Got one pic before my camera battery died. As you can see even a medium size car parked close to the curb is intruding into the cycle lane. There are several more issues I can see but will get more photos etc when I can in between doing a 60 hour work week this week. (off next week so not complaining).

It looks quiet in the pic but thats unusual, its more often than not nose to tail traffic, its a main route in and out of town.


----------



## Richard Mann (30 Jan 2012)

Cripes. However, they've made it quite easy to fix: the outer line should be the inner line of a new cycle lane. Or just paint some cycle logos outside the outer line. The traffic lane is plenty wide enough to sacrifice a bit more width (if it's anything more than 3m wide then you've probably got a speeding problem).


----------



## jugglingphil (30 Jan 2012)

From your picture, that cycle lane is certainly a danger.

If you have a car, drive it and park it on the street. If you don't ask someone who does.
open the door and take pictures. It should be obvious why it's stupid and dangerous.

As said already, check if there is an existing cycle campaign group. If so, find out is they were consulted first. Or if they have done anything about this stupid lane.


----------



## jugglingphil (30 Jan 2012)

Richard Mann said:


> Cripes. However, they've made it quite easy to fix: the outer line should be the inner line of a new cycle lane. Or just paint some cycle logos outside the outer line. The traffic lane is plenty wide enough to sacrifice a bit more width (if it's anything more than 3m wide then you've probably got a speeding problem).


 
or they could remove on street parking, there will then be loads of room for a good cycle lane.


----------



## benb (30 Jan 2012)

That is shoot.


----------



## GrumpyGregry (30 Jan 2012)

^ dang. He said it first.

Utter shite, designed and installed by someone who probably never lost his stabilisers and resents cyclists to this day.


----------



## kalaika (31 Jan 2012)

Banjo said:


> It looks quiet in the pic but thats unusual, its more often than not nose to tail traffic, its a main route in and out of town.


 
That's not a bike lane. It's a death trap. Too narrow, too close to the cars, and what on earth is that kink about?


----------



## Banjo (31 Jan 2012)

I have contacted the Town Council via their online message system .Had this reply within 24 hours.

__ITEMS__:
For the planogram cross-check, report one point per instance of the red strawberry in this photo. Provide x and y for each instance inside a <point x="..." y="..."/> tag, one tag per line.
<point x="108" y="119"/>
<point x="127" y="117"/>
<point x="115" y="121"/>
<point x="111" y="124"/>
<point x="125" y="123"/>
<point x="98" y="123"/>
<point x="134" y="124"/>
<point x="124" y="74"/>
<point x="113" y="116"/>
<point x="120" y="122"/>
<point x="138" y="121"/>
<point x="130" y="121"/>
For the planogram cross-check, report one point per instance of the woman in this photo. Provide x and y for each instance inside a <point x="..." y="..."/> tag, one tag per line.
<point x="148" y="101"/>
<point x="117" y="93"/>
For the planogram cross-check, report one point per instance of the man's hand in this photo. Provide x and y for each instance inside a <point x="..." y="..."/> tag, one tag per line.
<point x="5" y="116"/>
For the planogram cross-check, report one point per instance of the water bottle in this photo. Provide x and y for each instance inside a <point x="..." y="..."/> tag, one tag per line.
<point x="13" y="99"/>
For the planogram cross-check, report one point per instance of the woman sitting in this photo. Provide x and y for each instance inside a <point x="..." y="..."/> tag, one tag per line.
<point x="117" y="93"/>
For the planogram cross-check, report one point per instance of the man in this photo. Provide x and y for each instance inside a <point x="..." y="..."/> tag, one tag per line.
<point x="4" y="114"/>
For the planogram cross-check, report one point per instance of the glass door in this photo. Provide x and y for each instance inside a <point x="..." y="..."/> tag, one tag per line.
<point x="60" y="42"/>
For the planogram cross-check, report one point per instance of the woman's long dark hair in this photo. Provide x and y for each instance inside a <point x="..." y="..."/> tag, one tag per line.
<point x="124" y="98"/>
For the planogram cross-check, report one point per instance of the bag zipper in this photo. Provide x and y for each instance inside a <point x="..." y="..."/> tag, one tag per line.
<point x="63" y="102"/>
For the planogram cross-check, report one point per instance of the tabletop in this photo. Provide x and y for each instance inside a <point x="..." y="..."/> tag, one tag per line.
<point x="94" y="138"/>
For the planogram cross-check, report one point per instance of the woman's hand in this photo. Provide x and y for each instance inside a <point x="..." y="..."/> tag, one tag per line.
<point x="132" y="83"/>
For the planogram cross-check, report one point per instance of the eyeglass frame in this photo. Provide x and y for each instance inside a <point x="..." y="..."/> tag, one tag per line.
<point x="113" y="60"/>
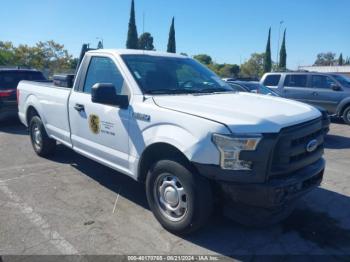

__PROBLEMS TO SOLVE__:
#1 In the cycle lane thread, which distinct usernames appear in the post headings? List each one once.
#2 Write out the cycle lane thread from "From your picture, that" up to and including "stupid and dangerous.".
#3 Answer these questions using the cycle lane thread:
(a) How many hours is the work week mentioned in the opening post?
(b) Beyond what traffic lane width does Richard Mann say there is probably a speeding problem?
(c) How did Banjo contact the Town Council?

__SOLUTION LIST__:
#1 Richard Mann, jugglingphil, benb, GrumpyGregry, kalaika, Banjo

#2
From your picture, that cycle lane is certainly a danger.

If you have a car, drive it and park it on the street. If you don't ask someone who does.
open the door and take pictures. It should be obvious why it's stupid and dangerous.

#3
(a) 60 hours
(b) Anything more than 3m
(c) Through the council's online message system